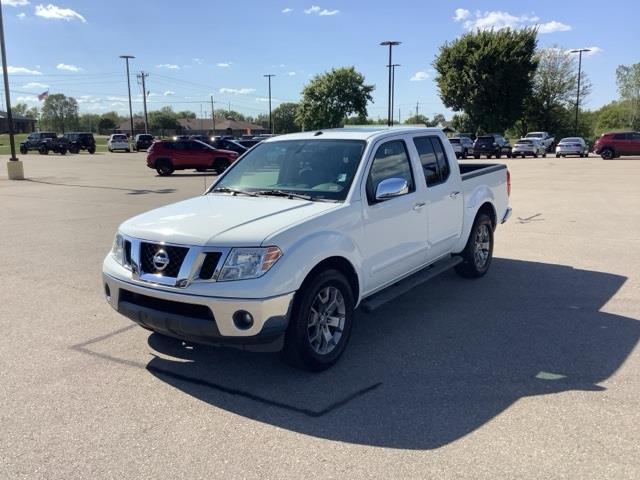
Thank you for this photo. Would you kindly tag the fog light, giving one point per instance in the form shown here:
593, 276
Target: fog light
243, 320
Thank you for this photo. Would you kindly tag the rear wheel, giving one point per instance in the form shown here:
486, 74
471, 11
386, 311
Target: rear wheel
164, 167
320, 323
478, 252
607, 154
220, 165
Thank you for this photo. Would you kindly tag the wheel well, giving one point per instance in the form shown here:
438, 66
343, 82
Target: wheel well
488, 209
343, 266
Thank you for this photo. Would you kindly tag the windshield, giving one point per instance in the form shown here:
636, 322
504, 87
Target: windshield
321, 169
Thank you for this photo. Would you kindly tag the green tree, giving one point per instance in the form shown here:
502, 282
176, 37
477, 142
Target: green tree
284, 118
59, 112
488, 75
164, 119
332, 96
628, 81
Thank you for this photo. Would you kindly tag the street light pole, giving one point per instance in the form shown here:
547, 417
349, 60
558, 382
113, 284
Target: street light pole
579, 52
127, 57
269, 75
14, 166
393, 90
391, 44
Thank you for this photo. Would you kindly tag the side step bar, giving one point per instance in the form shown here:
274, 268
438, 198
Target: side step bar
392, 292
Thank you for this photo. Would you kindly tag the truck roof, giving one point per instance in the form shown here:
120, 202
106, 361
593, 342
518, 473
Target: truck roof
350, 133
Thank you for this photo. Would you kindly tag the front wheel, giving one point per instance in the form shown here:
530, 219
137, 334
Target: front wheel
320, 323
478, 252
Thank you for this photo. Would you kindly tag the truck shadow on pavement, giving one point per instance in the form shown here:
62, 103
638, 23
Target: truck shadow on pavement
433, 366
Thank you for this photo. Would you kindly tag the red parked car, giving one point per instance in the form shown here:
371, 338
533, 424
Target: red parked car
613, 145
167, 156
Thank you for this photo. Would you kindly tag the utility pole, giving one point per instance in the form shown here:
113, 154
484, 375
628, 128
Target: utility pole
142, 76
393, 88
391, 44
14, 166
127, 57
579, 52
213, 117
270, 119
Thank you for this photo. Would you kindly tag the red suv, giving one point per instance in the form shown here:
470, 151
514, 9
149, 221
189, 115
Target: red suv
167, 156
613, 145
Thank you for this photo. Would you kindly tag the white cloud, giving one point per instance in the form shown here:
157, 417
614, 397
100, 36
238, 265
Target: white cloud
553, 26
237, 91
316, 10
53, 12
498, 20
22, 70
31, 85
420, 76
16, 3
68, 68
461, 14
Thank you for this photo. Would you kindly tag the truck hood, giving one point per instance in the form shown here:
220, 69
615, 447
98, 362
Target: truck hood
222, 220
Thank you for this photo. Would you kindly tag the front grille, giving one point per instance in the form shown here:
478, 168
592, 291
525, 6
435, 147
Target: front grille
177, 308
175, 255
209, 265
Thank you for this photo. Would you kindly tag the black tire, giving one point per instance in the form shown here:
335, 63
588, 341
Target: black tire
607, 154
480, 242
220, 165
164, 167
300, 348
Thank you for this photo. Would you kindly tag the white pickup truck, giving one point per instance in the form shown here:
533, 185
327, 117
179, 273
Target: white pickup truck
299, 232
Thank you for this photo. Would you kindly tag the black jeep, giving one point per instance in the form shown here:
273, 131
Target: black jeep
80, 141
44, 142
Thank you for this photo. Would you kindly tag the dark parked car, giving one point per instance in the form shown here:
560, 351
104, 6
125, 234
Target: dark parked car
142, 141
613, 145
494, 145
44, 142
166, 157
80, 141
225, 143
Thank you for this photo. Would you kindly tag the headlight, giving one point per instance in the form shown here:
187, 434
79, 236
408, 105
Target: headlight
245, 263
118, 249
● ● ● ● ● ● ●
#### Challenge:
Nothing in the entries should change as you copy them, except that the pictures are left out.

#### Solved problem:
Thank you for this photo. Would you kindly tag the fog light, giving one point per instance in the form shown here:
593, 276
Target: fog light
243, 320
Thank you for this photo. Would you kindly tag the rear wheel, giving one point per instance in the form shown here:
486, 74
471, 11
386, 311
Target: rear wheel
164, 167
320, 323
478, 252
607, 154
220, 165
Thank you for this photo. Would you kindly tag the wheel well, giving one point per instance in the form shown here:
438, 66
343, 82
Target: wheel well
488, 209
343, 266
Thank you for this photo. Would you kindly tag the windshield, giving one point per instance in the form shown here:
636, 322
504, 87
Target: windshield
321, 169
Thank you for this photo. Would you kindly tag the green tree, giving one point per instance in the form shown here:
502, 282
176, 37
477, 142
Target: green tree
284, 118
59, 112
488, 75
164, 119
332, 96
628, 81
Thank you for this photo. Would you kindly tag the street light pole, giving one point per instance in the form shown here:
547, 417
349, 60
558, 382
113, 284
Target: street light pole
579, 52
127, 57
269, 75
14, 166
393, 90
391, 44
Thank you for this photo. Would you kindly tag the side step bar, giving one point per instance in the form shown here:
274, 268
438, 198
Target: side step bar
392, 292
Thank you for this photo. Would you kindly tag the truck roof, giving one point per instance in the form shown here:
120, 202
106, 361
593, 342
518, 473
Target: truck roof
350, 133
Thank you for this photo. Would you kindly tag the front wheel, giving one point per instance in the form shown here:
530, 219
137, 334
Target: front wheel
320, 323
478, 252
Thank you for this photo. Would you kindly tag the truck shadow on pavement, giving one point per instance in the form shown here:
62, 103
638, 23
Target: truck shadow on pavement
433, 366
Thank you for this photo. Would you kindly tag the red parked car, giving one point per instance in the form shown here:
371, 338
533, 424
Target: red parked car
613, 145
167, 156
Thank you for this photo. Would you kindly tag the utility pole, giving one point per instance in the form shown here:
113, 154
484, 375
628, 128
Target: utility pole
142, 76
393, 88
391, 44
14, 166
127, 57
579, 52
213, 117
270, 119
Thank you for this photo. Would you kindly tag the red suv, giving one point per instance in the form shown here:
470, 151
514, 9
149, 221
189, 115
Target: red suv
167, 156
613, 145
Thank you for this photo. Would you kindly tag the white cloud, giving one point per instance in the form shown here:
157, 417
614, 397
100, 36
238, 265
Target: white cloud
553, 26
237, 91
316, 10
53, 12
498, 20
22, 70
31, 85
420, 76
16, 3
68, 68
461, 14
Thank you for this photo. Would you kindly tag the truck hood, giving one point per instance in the form shown here:
220, 69
615, 447
98, 362
Target: truck hood
222, 220
Thank you for this photo. Would you kindly tag the front grille, giving one point per instance in the form shown here:
478, 168
592, 291
525, 6
435, 147
Target: front grille
177, 308
175, 255
209, 265
Thank you for this photo. Would you kindly tag the black tire, giving one point per instance in the form shown here:
335, 63
588, 341
Target: black tire
607, 154
480, 242
220, 165
164, 167
300, 348
Thank you for this photo. Would you kindly tag the white pickup truck, giving one point per instance in the form shown here:
533, 185
327, 117
179, 273
Target: white pickup truck
299, 232
Thank you for this photo. Would you kindly tag the black jeep, giving one point per instance in the form shown here:
273, 131
Target: black jeep
80, 141
44, 142
Thank you for this photo. Would you kindly tag the dark parked car, giving one point per instance in the form shown here:
560, 351
104, 6
125, 234
Target: dark parked car
142, 141
613, 145
494, 145
44, 142
166, 157
80, 141
225, 143
Thank you for this photo. Would you kindly tag the headlight, giving one point per instance in the form shown here:
187, 434
79, 236
408, 105
Target: headlight
245, 263
118, 249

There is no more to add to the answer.